====== Input material

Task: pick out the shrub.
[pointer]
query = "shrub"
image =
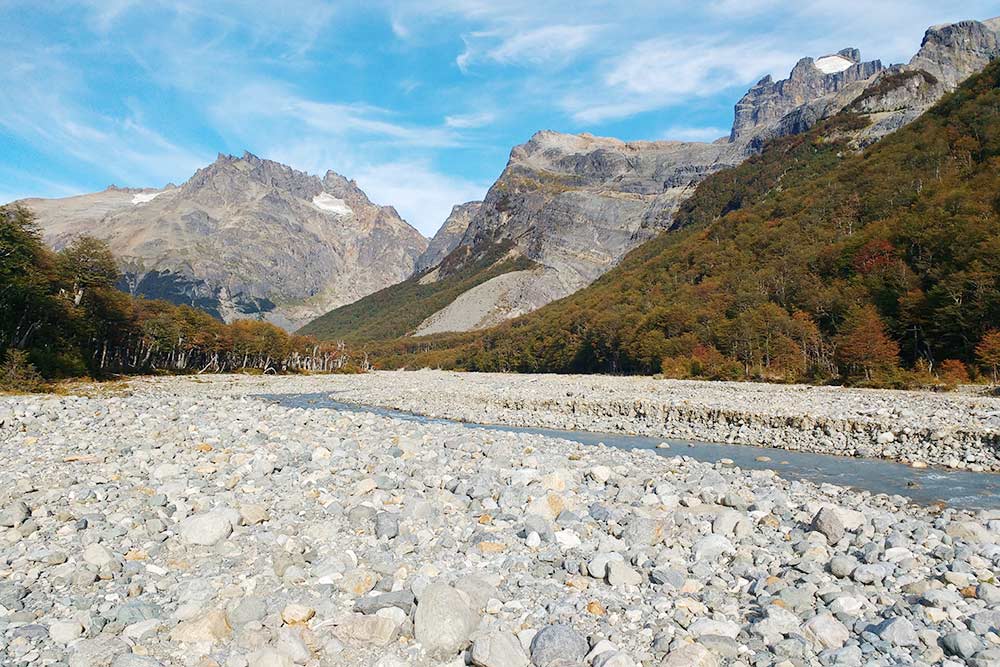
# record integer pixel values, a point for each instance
(954, 372)
(18, 374)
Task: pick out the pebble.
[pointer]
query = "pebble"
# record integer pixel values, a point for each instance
(361, 539)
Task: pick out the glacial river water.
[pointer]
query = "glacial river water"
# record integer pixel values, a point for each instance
(955, 488)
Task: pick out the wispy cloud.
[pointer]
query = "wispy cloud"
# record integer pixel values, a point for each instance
(553, 45)
(707, 134)
(472, 120)
(421, 194)
(661, 72)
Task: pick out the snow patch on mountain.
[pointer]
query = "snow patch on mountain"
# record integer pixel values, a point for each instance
(324, 201)
(832, 64)
(145, 197)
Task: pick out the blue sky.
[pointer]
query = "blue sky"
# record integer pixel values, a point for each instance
(419, 101)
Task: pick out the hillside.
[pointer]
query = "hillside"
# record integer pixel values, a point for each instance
(774, 268)
(574, 205)
(244, 237)
(400, 309)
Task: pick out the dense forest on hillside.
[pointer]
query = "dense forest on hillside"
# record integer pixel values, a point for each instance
(811, 262)
(399, 309)
(61, 316)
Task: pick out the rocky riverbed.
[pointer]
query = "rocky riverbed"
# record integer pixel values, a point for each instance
(188, 522)
(949, 429)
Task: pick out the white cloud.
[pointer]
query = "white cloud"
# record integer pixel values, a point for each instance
(422, 195)
(468, 121)
(706, 134)
(548, 45)
(661, 72)
(260, 106)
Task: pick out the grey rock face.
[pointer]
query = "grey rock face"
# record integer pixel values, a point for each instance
(953, 52)
(244, 237)
(767, 103)
(448, 236)
(499, 649)
(889, 97)
(444, 620)
(576, 204)
(557, 642)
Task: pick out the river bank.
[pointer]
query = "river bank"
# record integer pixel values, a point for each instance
(187, 521)
(955, 430)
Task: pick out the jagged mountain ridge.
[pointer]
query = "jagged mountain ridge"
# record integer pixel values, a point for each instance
(448, 236)
(575, 204)
(245, 237)
(789, 246)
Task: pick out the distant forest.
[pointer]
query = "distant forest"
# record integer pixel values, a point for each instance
(809, 262)
(61, 316)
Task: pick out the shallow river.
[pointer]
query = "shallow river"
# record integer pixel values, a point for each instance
(956, 488)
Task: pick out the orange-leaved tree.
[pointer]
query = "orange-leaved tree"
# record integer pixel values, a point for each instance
(864, 348)
(988, 352)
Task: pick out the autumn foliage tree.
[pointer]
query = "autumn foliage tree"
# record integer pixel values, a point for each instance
(864, 348)
(62, 316)
(988, 353)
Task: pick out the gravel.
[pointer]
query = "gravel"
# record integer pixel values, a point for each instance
(187, 522)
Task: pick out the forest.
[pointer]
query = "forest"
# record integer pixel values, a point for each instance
(62, 317)
(812, 262)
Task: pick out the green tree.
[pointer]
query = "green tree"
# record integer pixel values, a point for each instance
(988, 353)
(864, 347)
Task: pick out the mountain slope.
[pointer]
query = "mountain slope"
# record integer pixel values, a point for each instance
(400, 309)
(244, 237)
(772, 263)
(448, 236)
(574, 205)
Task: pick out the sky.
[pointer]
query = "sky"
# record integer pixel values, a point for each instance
(419, 101)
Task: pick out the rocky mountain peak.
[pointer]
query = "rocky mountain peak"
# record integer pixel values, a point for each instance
(952, 52)
(769, 101)
(448, 236)
(245, 237)
(235, 178)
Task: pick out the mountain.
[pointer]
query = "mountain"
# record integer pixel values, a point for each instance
(810, 261)
(448, 236)
(574, 205)
(244, 237)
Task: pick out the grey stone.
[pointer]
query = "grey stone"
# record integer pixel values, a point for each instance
(557, 642)
(444, 620)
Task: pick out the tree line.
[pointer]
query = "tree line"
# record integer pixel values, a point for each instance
(810, 262)
(62, 316)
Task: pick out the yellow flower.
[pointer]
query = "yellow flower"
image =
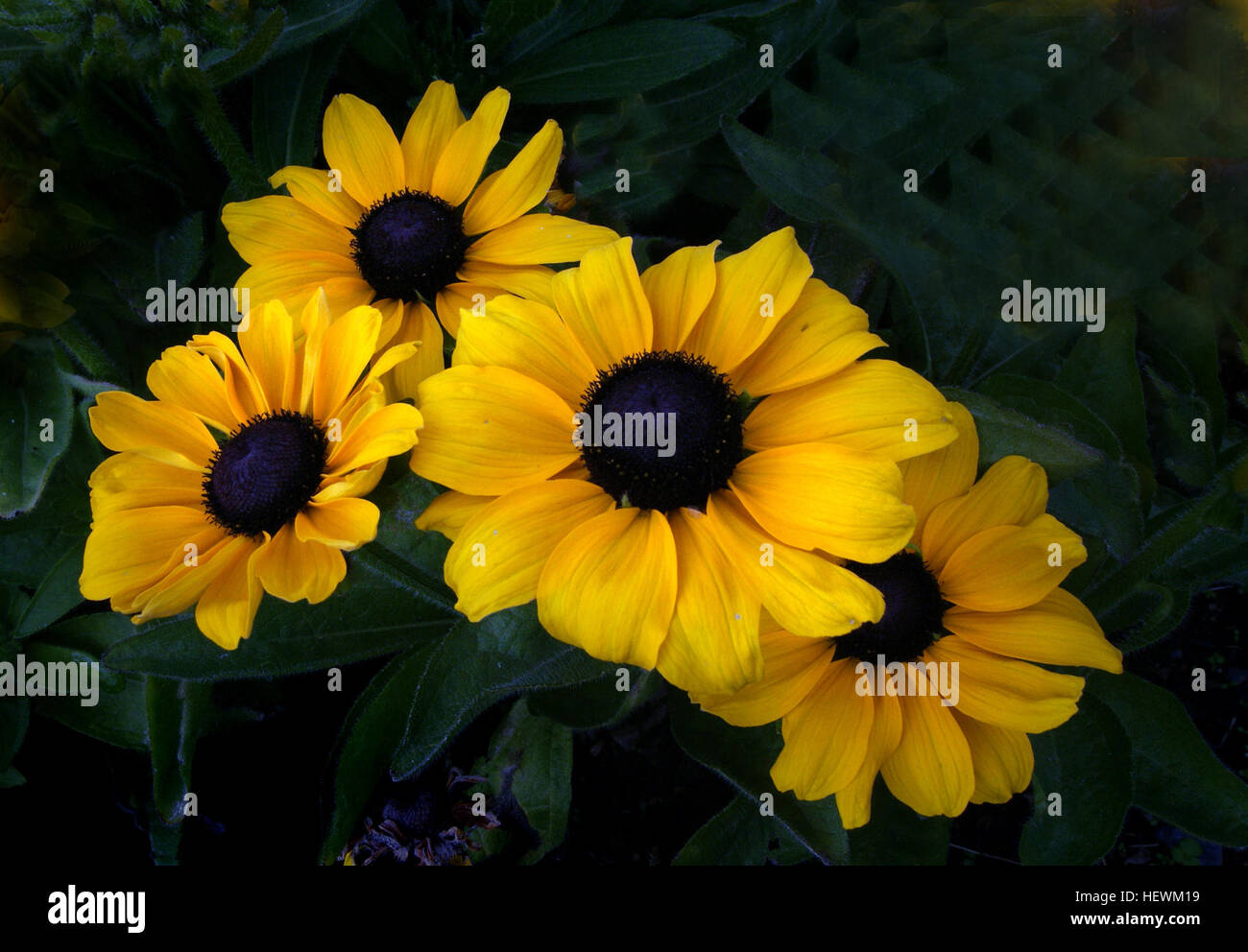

============

**Work to complete**
Copy the rows above again, from the line that contains "Task: pick out the autumn foliage tree." through the end of the rows, with both ends included and every request kept. Multiply only the point coordinates in the answers by 2.55, round each to a whole number with halves going up, and leave out the pictures.

**Response below**
Task: pick out the autumn foliage tree.
[pointer]
query = "autumn foliage tree"
# record integer pixel values, a point for each instance
(2203, 887)
(158, 806)
(2519, 900)
Task: pick out the gravel.
[pointer]
query = "gravel"
# record integer pixel values, a point for each instance
(477, 1331)
Task: pick out the forest.
[pointer]
query = "forest"
# record integer pixel values, a point for each instance
(158, 808)
(2071, 668)
Task: pick out the green tree.
[pointer]
query = "green tree"
# record integer pixel values, a point for each instance
(2519, 900)
(2203, 885)
Task: pick out the mountain slope.
[pointer]
query = "mountain slope"
# record integer pixel values, a point for each instance
(1020, 788)
(622, 604)
(1969, 671)
(1142, 602)
(1464, 523)
Task: pick out the sky.
[pointer]
query = "sky"
# record integer pixel values, a point for each instance
(1068, 258)
Task: pick out the rocky mountain peak.
[pointer]
query = "rocky mountain peak"
# record integer pixel values, a point for each instance
(2428, 133)
(1961, 258)
(1142, 602)
(625, 604)
(599, 454)
Task: pick out the mountain.
[pointer]
query = "mountain"
# record integer pixel values, a point for each instance
(2066, 666)
(1142, 602)
(1464, 523)
(622, 604)
Task: pick out the grey stone.
[pointer]
query = "grey stone"
# record integer pixel values, a point for each instance
(1420, 1637)
(1132, 1581)
Task: pick out the tree line.
[pointer]
query = "tree line"
# record integer pixel values, a point for each instance
(2066, 668)
(158, 806)
Task: pick out the yellow flower.
[pointer]
query = "yellow flower"
image =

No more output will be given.